> _Exercise goal_
Reproduce the data below in full and to the letter, images excepted.

===== Supplied data

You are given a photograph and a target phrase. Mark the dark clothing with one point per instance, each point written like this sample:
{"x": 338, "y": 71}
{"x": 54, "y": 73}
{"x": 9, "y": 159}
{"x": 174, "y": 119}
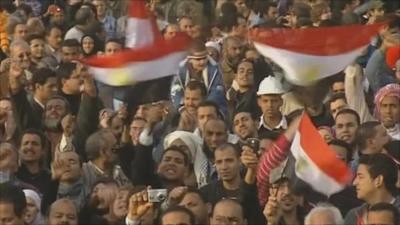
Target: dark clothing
{"x": 41, "y": 180}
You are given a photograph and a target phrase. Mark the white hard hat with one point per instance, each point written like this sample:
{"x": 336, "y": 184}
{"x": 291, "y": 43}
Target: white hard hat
{"x": 271, "y": 85}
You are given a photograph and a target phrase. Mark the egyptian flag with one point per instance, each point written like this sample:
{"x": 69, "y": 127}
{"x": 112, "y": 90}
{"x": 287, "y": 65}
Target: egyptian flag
{"x": 316, "y": 163}
{"x": 150, "y": 56}
{"x": 311, "y": 54}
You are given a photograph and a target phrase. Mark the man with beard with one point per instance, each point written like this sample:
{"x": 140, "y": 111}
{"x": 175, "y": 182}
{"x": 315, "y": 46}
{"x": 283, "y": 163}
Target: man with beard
{"x": 231, "y": 56}
{"x": 283, "y": 206}
{"x": 62, "y": 212}
{"x": 32, "y": 156}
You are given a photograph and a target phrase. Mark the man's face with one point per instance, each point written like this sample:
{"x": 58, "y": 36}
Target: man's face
{"x": 270, "y": 104}
{"x": 172, "y": 166}
{"x": 337, "y": 105}
{"x": 227, "y": 164}
{"x": 227, "y": 213}
{"x": 103, "y": 196}
{"x": 7, "y": 215}
{"x": 244, "y": 126}
{"x": 54, "y": 111}
{"x": 346, "y": 126}
{"x": 341, "y": 152}
{"x": 364, "y": 183}
{"x": 21, "y": 55}
{"x": 285, "y": 197}
{"x": 72, "y": 168}
{"x": 233, "y": 51}
{"x": 63, "y": 213}
{"x": 31, "y": 149}
{"x": 380, "y": 139}
{"x": 380, "y": 217}
{"x": 204, "y": 114}
{"x": 171, "y": 31}
{"x": 72, "y": 85}
{"x": 192, "y": 99}
{"x": 20, "y": 31}
{"x": 200, "y": 62}
{"x": 69, "y": 53}
{"x": 48, "y": 89}
{"x": 54, "y": 39}
{"x": 390, "y": 111}
{"x": 176, "y": 218}
{"x": 37, "y": 48}
{"x": 186, "y": 25}
{"x": 245, "y": 75}
{"x": 112, "y": 48}
{"x": 215, "y": 134}
{"x": 194, "y": 203}
{"x": 136, "y": 128}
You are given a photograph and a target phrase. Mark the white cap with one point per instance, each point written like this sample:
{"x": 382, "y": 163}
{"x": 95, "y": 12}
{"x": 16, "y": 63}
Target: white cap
{"x": 271, "y": 85}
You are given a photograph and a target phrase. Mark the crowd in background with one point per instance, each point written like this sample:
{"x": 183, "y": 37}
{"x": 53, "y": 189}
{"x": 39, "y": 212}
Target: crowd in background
{"x": 216, "y": 150}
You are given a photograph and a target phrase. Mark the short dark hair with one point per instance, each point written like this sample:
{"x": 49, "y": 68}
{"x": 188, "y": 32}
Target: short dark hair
{"x": 228, "y": 145}
{"x": 12, "y": 194}
{"x": 383, "y": 206}
{"x": 336, "y": 97}
{"x": 65, "y": 70}
{"x": 343, "y": 144}
{"x": 196, "y": 85}
{"x": 179, "y": 209}
{"x": 37, "y": 133}
{"x": 349, "y": 111}
{"x": 364, "y": 132}
{"x": 40, "y": 76}
{"x": 70, "y": 43}
{"x": 381, "y": 164}
{"x": 179, "y": 150}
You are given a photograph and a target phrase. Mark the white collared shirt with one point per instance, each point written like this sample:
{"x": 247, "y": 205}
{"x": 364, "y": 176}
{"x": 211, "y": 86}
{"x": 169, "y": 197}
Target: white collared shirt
{"x": 282, "y": 124}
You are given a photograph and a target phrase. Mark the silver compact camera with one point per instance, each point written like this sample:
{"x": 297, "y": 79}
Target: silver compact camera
{"x": 157, "y": 195}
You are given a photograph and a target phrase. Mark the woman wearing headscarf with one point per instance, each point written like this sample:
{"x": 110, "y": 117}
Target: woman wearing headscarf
{"x": 194, "y": 147}
{"x": 33, "y": 202}
{"x": 387, "y": 109}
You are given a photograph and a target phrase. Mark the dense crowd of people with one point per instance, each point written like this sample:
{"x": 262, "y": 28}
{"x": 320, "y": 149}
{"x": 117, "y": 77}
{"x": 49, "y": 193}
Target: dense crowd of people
{"x": 216, "y": 150}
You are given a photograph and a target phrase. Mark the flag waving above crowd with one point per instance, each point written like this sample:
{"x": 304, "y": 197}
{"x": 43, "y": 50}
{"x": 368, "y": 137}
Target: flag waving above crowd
{"x": 310, "y": 54}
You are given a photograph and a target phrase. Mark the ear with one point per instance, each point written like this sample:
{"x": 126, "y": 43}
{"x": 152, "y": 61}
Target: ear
{"x": 378, "y": 181}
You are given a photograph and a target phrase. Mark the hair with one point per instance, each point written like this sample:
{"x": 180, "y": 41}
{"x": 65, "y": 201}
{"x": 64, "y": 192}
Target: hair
{"x": 364, "y": 132}
{"x": 70, "y": 43}
{"x": 179, "y": 150}
{"x": 35, "y": 132}
{"x": 34, "y": 36}
{"x": 82, "y": 15}
{"x": 345, "y": 145}
{"x": 383, "y": 206}
{"x": 65, "y": 70}
{"x": 328, "y": 208}
{"x": 336, "y": 97}
{"x": 381, "y": 164}
{"x": 12, "y": 194}
{"x": 196, "y": 85}
{"x": 96, "y": 142}
{"x": 349, "y": 111}
{"x": 179, "y": 209}
{"x": 226, "y": 146}
{"x": 40, "y": 76}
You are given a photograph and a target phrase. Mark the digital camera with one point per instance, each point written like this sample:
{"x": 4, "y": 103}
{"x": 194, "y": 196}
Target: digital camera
{"x": 157, "y": 195}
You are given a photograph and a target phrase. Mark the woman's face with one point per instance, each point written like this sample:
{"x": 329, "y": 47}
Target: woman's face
{"x": 31, "y": 211}
{"x": 87, "y": 45}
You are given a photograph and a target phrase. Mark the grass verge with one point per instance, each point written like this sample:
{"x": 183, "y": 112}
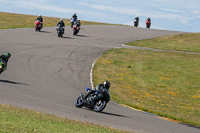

==========

> _Solution to this task_
You are given a photograph and a target phrase. Mark the dark clothing with one point per instance, each point written like this sample:
{"x": 338, "y": 71}
{"x": 54, "y": 73}
{"x": 9, "y": 159}
{"x": 174, "y": 119}
Target: dark clothing
{"x": 41, "y": 180}
You are given a photograph and a target phrase. Mark the white hard hat with one point per instance, each point written like this sample:
{"x": 336, "y": 184}
{"x": 291, "y": 43}
Target: white hard hat
{"x": 271, "y": 85}
You are given a photograph and a target phrase. Mark the egyptian flag with one point per instance, each point written like this sample:
{"x": 69, "y": 127}
{"x": 112, "y": 90}
{"x": 287, "y": 65}
Target: egyptian flag
{"x": 316, "y": 163}
{"x": 150, "y": 56}
{"x": 311, "y": 54}
You are given a photograph and a target phrase. Mark the man with beard with one point per instance, each point written like this sample:
{"x": 140, "y": 111}
{"x": 175, "y": 182}
{"x": 315, "y": 46}
{"x": 283, "y": 163}
Target: man with beard
{"x": 231, "y": 56}
{"x": 283, "y": 206}
{"x": 62, "y": 212}
{"x": 32, "y": 156}
You are given a photograph and a target phrase. Mark the man's face with one point per instance, each point written like this sample:
{"x": 58, "y": 36}
Target: man's face
{"x": 270, "y": 104}
{"x": 172, "y": 166}
{"x": 337, "y": 105}
{"x": 227, "y": 164}
{"x": 227, "y": 213}
{"x": 103, "y": 196}
{"x": 7, "y": 215}
{"x": 244, "y": 126}
{"x": 54, "y": 111}
{"x": 346, "y": 126}
{"x": 341, "y": 152}
{"x": 364, "y": 183}
{"x": 21, "y": 55}
{"x": 285, "y": 197}
{"x": 72, "y": 168}
{"x": 233, "y": 51}
{"x": 63, "y": 213}
{"x": 31, "y": 149}
{"x": 380, "y": 139}
{"x": 380, "y": 217}
{"x": 204, "y": 114}
{"x": 171, "y": 31}
{"x": 72, "y": 85}
{"x": 192, "y": 99}
{"x": 20, "y": 31}
{"x": 200, "y": 62}
{"x": 69, "y": 53}
{"x": 48, "y": 89}
{"x": 54, "y": 39}
{"x": 390, "y": 111}
{"x": 176, "y": 218}
{"x": 37, "y": 48}
{"x": 186, "y": 25}
{"x": 245, "y": 75}
{"x": 112, "y": 48}
{"x": 215, "y": 134}
{"x": 194, "y": 203}
{"x": 136, "y": 128}
You are given a photograph and a target phrase. Mark the white cap with one point per instance, each point written like this sample:
{"x": 382, "y": 163}
{"x": 95, "y": 12}
{"x": 16, "y": 63}
Target: white cap
{"x": 271, "y": 85}
You are given a photograph and a target phrase. Mark the crowd in background with one point per instance, each point written like this sample:
{"x": 183, "y": 37}
{"x": 53, "y": 189}
{"x": 39, "y": 212}
Target: crowd in background
{"x": 216, "y": 150}
You are given a photograph and a target phrase. Mark the short dark hair with one point per instance, each point written like this sample:
{"x": 49, "y": 68}
{"x": 188, "y": 32}
Target: short dark hair
{"x": 228, "y": 145}
{"x": 12, "y": 194}
{"x": 383, "y": 206}
{"x": 336, "y": 97}
{"x": 65, "y": 70}
{"x": 343, "y": 144}
{"x": 196, "y": 85}
{"x": 179, "y": 209}
{"x": 37, "y": 133}
{"x": 349, "y": 111}
{"x": 364, "y": 132}
{"x": 40, "y": 76}
{"x": 70, "y": 43}
{"x": 381, "y": 164}
{"x": 179, "y": 150}
You are given a photograph and a target phrase. Mark the white collared shirt with one point per instance, each point written like this sample:
{"x": 247, "y": 205}
{"x": 364, "y": 176}
{"x": 211, "y": 86}
{"x": 169, "y": 197}
Target: white collared shirt
{"x": 282, "y": 124}
You are given a photograph and a target phrase. Mark the silver compact camera with one point per instance, each point written like this sample:
{"x": 297, "y": 79}
Target: silver compact camera
{"x": 157, "y": 195}
You are given a photograph and a target phrase. Mark the woman wearing headscarf with one point per instance, each point written like this sample:
{"x": 110, "y": 117}
Target: woman wearing headscarf
{"x": 194, "y": 147}
{"x": 33, "y": 202}
{"x": 387, "y": 109}
You are given a photograph and a target phrase. Mark the dense crowd of people with one point per instance, each point written like this sample:
{"x": 262, "y": 28}
{"x": 320, "y": 149}
{"x": 117, "y": 77}
{"x": 49, "y": 193}
Target: dense crowd of people
{"x": 216, "y": 150}
You are given a photograph and a target phrase. Mark the flag waving above crowd with one point per instance, each point written like this sample:
{"x": 304, "y": 197}
{"x": 43, "y": 50}
{"x": 368, "y": 137}
Target: flag waving above crowd
{"x": 310, "y": 54}
You are given a photograph and a target phrase. Mark the ear with one point per instance, each point written like this sample:
{"x": 126, "y": 43}
{"x": 152, "y": 61}
Target: ear
{"x": 378, "y": 181}
You are given a photograph and a target phrase. Mark the hair with one point per instance, each point written like this sample:
{"x": 180, "y": 41}
{"x": 65, "y": 201}
{"x": 64, "y": 192}
Target: hair
{"x": 364, "y": 132}
{"x": 70, "y": 43}
{"x": 179, "y": 150}
{"x": 35, "y": 132}
{"x": 34, "y": 36}
{"x": 82, "y": 15}
{"x": 345, "y": 145}
{"x": 383, "y": 206}
{"x": 65, "y": 70}
{"x": 328, "y": 208}
{"x": 336, "y": 97}
{"x": 381, "y": 164}
{"x": 12, "y": 194}
{"x": 196, "y": 85}
{"x": 96, "y": 142}
{"x": 349, "y": 111}
{"x": 179, "y": 209}
{"x": 226, "y": 146}
{"x": 40, "y": 76}
You are given a photograph and a target phrase. Mark the digital camera with one point per instance, each point written like this sample:
{"x": 4, "y": 103}
{"x": 194, "y": 196}
Target: digital camera
{"x": 157, "y": 195}
You are given a photograph and a target phrase. Mark the woman's face with one point per instance, each point written like this sample:
{"x": 329, "y": 47}
Target: woman's face
{"x": 31, "y": 211}
{"x": 87, "y": 45}
You are given a photograph and a target phrase. Mark the grass verge with one point per instance, each point written like this sample:
{"x": 183, "y": 112}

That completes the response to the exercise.